> **Passage provided**
____________________
Containment - Disputes over the application of containment: nato, the h-bomb, and nsc 68



In 1949–1950, when western European governments feared armed insurrection, Soviet military expansion, and the power of a revived West Germany, the United States constructed the North Atlantic Treaty Organization to maintain stability, improve morale, block revolution, restrain Soviet pressure, and ease fears about the revival of West Germany. Kennan understood these purposes, but he still objected to the treaty, partly because he deemed it unnecessary. The United States would defend its vital interests (western Europe) without a treaty, he declared; there was no need to request from signatories a reciprocal pledge that they would go to the aid of the United States. A simple American pledge would suffice.

This attack on legalisms did not cut to the core of Kennan's objections. "The Russians had no idea," he later explained, "of using regular military strength against us. Why should we direct attention to an area where we were weak and they were strong?" He forecast correctly that the pact would mean "a general preoccupation with military affairs, to the detriment of economic recovery and of the necessity for seeking a peaceful solution to Europe's difficulties." In a lame effort to avoid what the Soviets might regard "as an aggressive encirclement of their country," Kennan proposed the exclusion of Greece and Turkey, and probably Italy, as outside the North Atlantic area. His criticisms found no favor with Dean Acheson, the new secretary of state.

Containment, as Kennan recognized, was taking on a life of its own. He was its uneasy sire, torn between pride and distress; he could not restrict it to the paths he wished to follow. Although popularly regarded as its preeminent philosopher and spokesman, he was being relegated within the councils of policy to the outer orbit reserved for critical scolds, for men whose judgment no longer commanded respect. Kennan and Acheson were differing on important issues involving the implementation of containment. Their differences, in important measure, were rooted in the very ambiguities of the "X" essay, especially its definition of "counterforce" and the nature of the communist threat. NATO was partly a military response to the potential insurrections that Kennan, in his unsent letter to Lippmann, had described as political, but which others labeled as military.
____________________
> **Data entries**
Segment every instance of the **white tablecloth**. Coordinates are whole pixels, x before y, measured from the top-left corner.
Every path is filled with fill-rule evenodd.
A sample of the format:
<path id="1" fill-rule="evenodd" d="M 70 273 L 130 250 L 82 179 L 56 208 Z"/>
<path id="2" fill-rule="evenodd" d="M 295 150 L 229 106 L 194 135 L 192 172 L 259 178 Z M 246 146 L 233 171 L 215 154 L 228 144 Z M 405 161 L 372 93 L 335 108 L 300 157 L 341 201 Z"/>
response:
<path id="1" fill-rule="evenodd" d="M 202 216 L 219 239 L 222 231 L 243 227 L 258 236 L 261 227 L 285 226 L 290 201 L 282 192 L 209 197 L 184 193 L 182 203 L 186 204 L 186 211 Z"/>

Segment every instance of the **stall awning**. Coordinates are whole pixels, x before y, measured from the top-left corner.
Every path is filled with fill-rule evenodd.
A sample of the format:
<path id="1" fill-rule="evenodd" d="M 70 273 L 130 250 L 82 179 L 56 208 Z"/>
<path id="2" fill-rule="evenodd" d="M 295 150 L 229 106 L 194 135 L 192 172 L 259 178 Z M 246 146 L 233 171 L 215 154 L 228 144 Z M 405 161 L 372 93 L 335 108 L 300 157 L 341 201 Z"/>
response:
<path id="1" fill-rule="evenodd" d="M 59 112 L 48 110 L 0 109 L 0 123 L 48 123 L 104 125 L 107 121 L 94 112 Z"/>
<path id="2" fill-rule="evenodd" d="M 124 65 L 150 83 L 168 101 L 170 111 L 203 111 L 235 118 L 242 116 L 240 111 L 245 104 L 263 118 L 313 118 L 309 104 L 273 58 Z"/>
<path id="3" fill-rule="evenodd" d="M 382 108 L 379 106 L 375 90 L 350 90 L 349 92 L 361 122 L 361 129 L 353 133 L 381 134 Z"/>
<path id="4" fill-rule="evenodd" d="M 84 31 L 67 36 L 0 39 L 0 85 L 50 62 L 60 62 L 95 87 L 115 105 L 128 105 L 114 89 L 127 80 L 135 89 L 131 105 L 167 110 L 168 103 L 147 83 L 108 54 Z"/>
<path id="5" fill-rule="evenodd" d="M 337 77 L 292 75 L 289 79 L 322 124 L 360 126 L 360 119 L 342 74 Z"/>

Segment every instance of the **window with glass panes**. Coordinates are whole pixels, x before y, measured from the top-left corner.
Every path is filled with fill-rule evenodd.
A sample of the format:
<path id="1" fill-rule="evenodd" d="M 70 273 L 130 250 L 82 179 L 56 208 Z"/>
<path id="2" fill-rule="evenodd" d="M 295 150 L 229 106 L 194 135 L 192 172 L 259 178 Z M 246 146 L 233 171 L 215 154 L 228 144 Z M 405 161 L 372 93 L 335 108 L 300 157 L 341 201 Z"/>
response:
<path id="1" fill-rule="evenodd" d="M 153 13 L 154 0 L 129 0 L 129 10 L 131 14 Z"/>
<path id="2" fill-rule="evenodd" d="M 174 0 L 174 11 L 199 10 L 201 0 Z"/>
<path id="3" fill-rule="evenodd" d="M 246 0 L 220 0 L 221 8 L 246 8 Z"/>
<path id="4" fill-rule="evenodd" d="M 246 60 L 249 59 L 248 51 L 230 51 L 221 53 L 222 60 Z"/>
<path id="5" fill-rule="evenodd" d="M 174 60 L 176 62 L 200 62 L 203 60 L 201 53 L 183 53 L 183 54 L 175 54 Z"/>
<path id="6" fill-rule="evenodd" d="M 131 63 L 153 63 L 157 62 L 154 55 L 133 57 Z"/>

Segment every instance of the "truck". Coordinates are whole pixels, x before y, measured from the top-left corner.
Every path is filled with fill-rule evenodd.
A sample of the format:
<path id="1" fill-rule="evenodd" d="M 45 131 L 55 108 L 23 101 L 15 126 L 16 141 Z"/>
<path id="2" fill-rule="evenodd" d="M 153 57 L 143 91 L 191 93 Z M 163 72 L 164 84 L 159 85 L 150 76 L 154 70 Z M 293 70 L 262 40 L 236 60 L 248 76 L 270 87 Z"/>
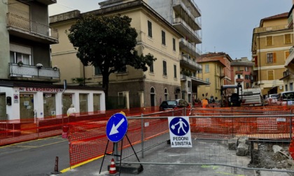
____________________
> **Exercise**
Echo the passage on containment verbatim, everything from "This attack on" down to "secretary of state.". The lines shown above were drawn from a separate source.

> **Result of the task**
This attack on legalisms did not cut to the core of Kennan's objections. "The Russians had no idea," he later explained, "of using regular military strength against us. Why should we direct attention to an area where we were weak and they were strong?" He forecast correctly that the pact would mean "a general preoccupation with military affairs, to the detriment of economic recovery and of the necessity for seeking a peaceful solution to Europe's difficulties." In a lame effort to avoid what the Soviets might regard "as an aggressive encirclement of their country," Kennan proposed the exclusion of Greece and Turkey, and probably Italy, as outside the North Atlantic area. His criticisms found no favor with Dean Acheson, the new secretary of state.